◆ Exercise directions ◆
Reproduce the following lines verbatim, all of them, without altering anything.

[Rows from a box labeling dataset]
========================================================================
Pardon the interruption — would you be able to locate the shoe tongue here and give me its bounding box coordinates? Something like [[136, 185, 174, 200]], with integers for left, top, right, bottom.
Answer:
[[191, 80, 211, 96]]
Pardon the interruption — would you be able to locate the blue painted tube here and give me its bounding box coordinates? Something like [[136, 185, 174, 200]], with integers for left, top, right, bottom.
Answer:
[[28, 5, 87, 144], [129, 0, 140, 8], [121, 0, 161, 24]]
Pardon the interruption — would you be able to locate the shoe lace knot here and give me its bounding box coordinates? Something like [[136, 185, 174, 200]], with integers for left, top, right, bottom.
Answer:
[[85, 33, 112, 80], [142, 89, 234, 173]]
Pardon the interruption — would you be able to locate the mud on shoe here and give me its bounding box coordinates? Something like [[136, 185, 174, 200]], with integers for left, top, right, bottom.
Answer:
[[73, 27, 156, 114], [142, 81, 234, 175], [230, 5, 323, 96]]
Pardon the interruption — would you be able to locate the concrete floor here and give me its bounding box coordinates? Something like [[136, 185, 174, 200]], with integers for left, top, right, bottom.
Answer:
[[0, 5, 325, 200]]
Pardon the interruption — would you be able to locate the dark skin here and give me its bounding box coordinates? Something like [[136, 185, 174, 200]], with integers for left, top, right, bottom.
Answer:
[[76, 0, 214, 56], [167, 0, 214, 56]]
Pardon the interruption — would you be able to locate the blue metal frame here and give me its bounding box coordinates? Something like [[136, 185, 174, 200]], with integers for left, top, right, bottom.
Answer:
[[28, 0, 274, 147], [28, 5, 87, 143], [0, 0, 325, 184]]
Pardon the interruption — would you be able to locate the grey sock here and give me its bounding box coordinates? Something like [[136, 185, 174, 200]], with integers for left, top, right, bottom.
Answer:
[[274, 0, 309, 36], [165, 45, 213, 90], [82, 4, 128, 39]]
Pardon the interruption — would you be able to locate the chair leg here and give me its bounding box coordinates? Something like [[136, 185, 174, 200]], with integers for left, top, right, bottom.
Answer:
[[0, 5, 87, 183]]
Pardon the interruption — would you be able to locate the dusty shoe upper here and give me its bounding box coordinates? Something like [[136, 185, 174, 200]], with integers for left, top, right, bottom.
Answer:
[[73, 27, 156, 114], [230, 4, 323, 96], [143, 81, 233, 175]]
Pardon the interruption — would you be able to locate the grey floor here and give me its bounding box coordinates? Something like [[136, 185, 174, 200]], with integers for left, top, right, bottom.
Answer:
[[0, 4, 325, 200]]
========================================================================
◆ Output for this task ◆
Pardon the interruption — would you be able to locate the shoe tongue here and give me its bounding box coordinates? Something like [[136, 185, 174, 200]], with integers for left, top, right, bottom.
Answer:
[[191, 80, 211, 96]]
Pardon the interruption — would you be able to locate the blue painted tube here and give me its bounding box coordinates? Something like [[136, 185, 174, 200]], with integers for left, top, right, bottom.
Answer:
[[28, 5, 87, 144], [129, 0, 140, 8], [121, 0, 161, 24]]
Pardon the interruption — would you be able to locate the shoe lace knot here and give me its bounding box coordinates? Something like [[136, 185, 174, 200]], with integers for left, top, right, bottom.
Answer:
[[85, 33, 112, 80], [142, 89, 234, 173]]
Pardon the interruption — would you be able to locate the mud on shoe here and give me its bounding box coordinates? Something like [[136, 185, 174, 200]], with integers for left, top, right, bottom.
Answer:
[[73, 27, 156, 114], [142, 81, 234, 175], [230, 5, 323, 96]]
Pardon the interruption — would you be able to locate the concrete floor here and give me its bounding box coordinates? Something like [[136, 185, 174, 200]], with integers for left, top, right, bottom.
Answer:
[[0, 5, 325, 200]]
Pardon the interruption — would you be able to locate the dark skin here and give me its bounding box coordinates? Something like [[136, 185, 174, 200]], with integers for left, top, right, bottom.
Answer:
[[76, 0, 214, 56], [167, 0, 214, 56]]
Pardon the interruption — would you be able to locate the blue metal frame here and give me its bounding box coordinates? Something like [[136, 185, 174, 200]], with integers for left, top, right, bottom.
Answer:
[[28, 0, 274, 147], [28, 5, 87, 143], [0, 0, 325, 184]]
Pardon the interruption — would you be able to locate the grey sock here and give me its bounding box coordinates? Something like [[136, 185, 174, 200]], with integers for left, top, right, bottom.
Answer:
[[274, 0, 309, 36], [165, 45, 213, 90], [82, 4, 128, 39]]
Pardon the interruption — would you be able to locate the chair leg here and give me its bounding box coordinates? Something like [[136, 185, 174, 200]], with integers for left, top, right, bottom.
Answer:
[[0, 5, 87, 183]]
Pardon the interruption — would you be able to locate the dusty shoe upper here and give me its bounding box coordinates? Something like [[136, 185, 174, 200]], with integers for left, top, right, bottom.
Answer:
[[73, 27, 156, 114], [230, 4, 323, 96], [143, 81, 233, 175]]
Pardon the interruption — would you be able to locate the grey floor here and give me its bounding box coordinates? Something like [[136, 185, 174, 200]], with integers for left, top, right, bottom.
Answer:
[[0, 4, 325, 200]]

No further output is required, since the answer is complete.